## [SUPPLIED PASSAGE]
---
As we approach the Federal Reserve’s next rate-setting meeting in mid-September, market watchers eagerly wait to see whether the central bank will lower its benchmark rate. Because a drop in the federal funds rate leads to lower rates on loans, it can boost personal and corporate borrowing — and so investors and economists view lower rates as a driver of growth.

Conversely, savers have less reason for exuberance at the prospect of a Fed rate cut. In addition to spurring lower borrowing costs, such a move would also result in declines in the juicy interest rates of savings accounts that many have been enjoying in recent years.

Because savings account yields are variable, banks can choose to change them at any time — whether due to Fed rate changes or the need to bring in more deposits. For now, the best high-yield savings accounts are earning annual percentage yields (APYs) above 4 percent.

Today’s best savings account rates

The top savings account APY has slid by around 15 basis points since April, among financial institutions monitored by Bankrate’s editorial staff. Today, the leading rate is 4.35 percent APY, with several runners-up offering 4.30 percent APY.

Here’s a closer look at the leading rates offered by Federal Deposit Insurance Corp. (FDIC)-member banks:

Note: APYs may have changed since they were last updated and may vary by region for some products.

Latest news from the Federal Reserve

The Federal Reserve decided not to change rates at its last Federal Open Market Committee (FOMC) meeting in July for the fifth consecutive policy meeting. Prior to that, officials lowered rates by a total of one percentage point, or 100 basis points, at three meetings in late 2024. APYs on competitive deposit accounts decreased leading up to those Fed rate cuts, and in their wake.

When weighing inflationary pressures and a weakening jobs market, Fed officials may take action by lowering rates when they meet September 16-17. Though that’s not a guarantee, the majority of interest rate traders believe the Fed will cut rates at that meeting, according to data from CME Group.

Trump attempts to fire Fed governor Lisa Cook

Policymakers have held rates steady so far in 2025, political pressure from President Donald Trump to lower rates notwithstanding. In recent news, Trump posted a termination letter to Fed Governor Lisa Cook on social media last week, citing allegations she made false statements on home mortgage applications. The move was described by some as an attack on the Fed as the president pushes for rates to be lowered.

Cook subsequently filed a lawsuit that states the effort to fire her is unlawful and seeks to bar the Fed from removing her.

Neither the type of ‘offense’ the President cited nor the threadbare evidence against Governor Cook would constitute ’cause’ for removal even if the President’s allegations were true — which they are not.

— Language in a temporary restraining order filed by Fed Governor Lisa Cook

Powell talks rate cuts at Jackson Hole

At an annual central banking forum in Jackson Hole, Wyoming in August, Fed Chair Jerome Powell suggested the Fed may be on track for a September rate cut. He referred to signs of a softening job market, while also mentioning the risk of Trump’s tariffs causing higher inflation.
---
## [MATERIAL SUPPLIED]
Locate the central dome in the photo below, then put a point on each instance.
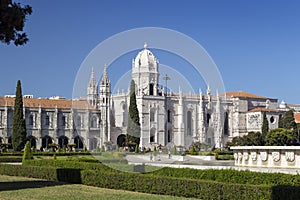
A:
(145, 58)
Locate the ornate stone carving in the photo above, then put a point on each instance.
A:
(246, 156)
(240, 156)
(253, 155)
(264, 155)
(290, 156)
(235, 156)
(276, 156)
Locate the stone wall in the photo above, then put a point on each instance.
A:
(267, 156)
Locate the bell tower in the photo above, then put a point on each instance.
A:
(145, 73)
(105, 105)
(92, 90)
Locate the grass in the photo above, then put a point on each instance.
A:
(12, 187)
---
## [WHAT TO DO]
1. In the article on savings account rates, what is the leading savings account APY today?
2. Resume the article on savings account rates and the Fed, picking up after its final sentence.
The data plays no role in any of this.

## [OUTPUTS IN ORDER]
1. The leading rate is 4.35 percent APY.

2.
With “policy in restrictive territory, the baseline outlook and the shifting balance of risks may warrant adjusting our policy stance,” Powell said at the forum.

Putting the pieces together, what are the implications for monetary policy? In the near term, risks to inflation are tilted to the upside, and risks to employment to the downside—a challenging situation. When our goals are in tension like this, our framework calls for us to balance both sides of our dual mandate.

— Jerome Powell | Chairman, Board of Governors of the Federal Reserve

What falling rates mean for savers

A lower federal funds rate would likely cause APYs on competitive savings accounts to fall, in turn. Even if APYs were to slide further, an FDIC-insured bank account remains a safe, stable place to set aside funds for emergencies or other short-term savings goals.

No matter what happens with rates, the primary benefit of a federally insured savings account is that it provides a safe place for a liquid emergency fund. An added bonus is the elevated rates savers have been enjoying on high-yield savings accounts in recent years.

— Karen Bennett, Senior Consumer Banking Reporter | Bankrate

Consider a CD

If you have three to six months’ worth of expenses in a liquid savings account, a certificate of deposit CD could be a place to earn a guaranteed rate on additional funds. Currently, the best CD rates are similar to those of top high-yield savings accounts. The beauty of a fixed-rate CD in a falling-rate environment is it earns the same rate throughout its entire term — even if the going rates on new CDs decline.

Before committing funds to a CD, however, be sure you’re able to part with the money for the entire duration of the term. This is because most CDs charge an early withdrawal penalty if you take out the money before they mature. This could negate some or all of the interest the CD would earn.

Bottom line

All eyes will be on the Fed when officials decide whether to change rates during the next FOMC meeting in mid-September. For now, competitive savings accounts continue to earn high yields, which is an extra bonus for consumers who use savings accounts as a safe, stable place to save for their goals.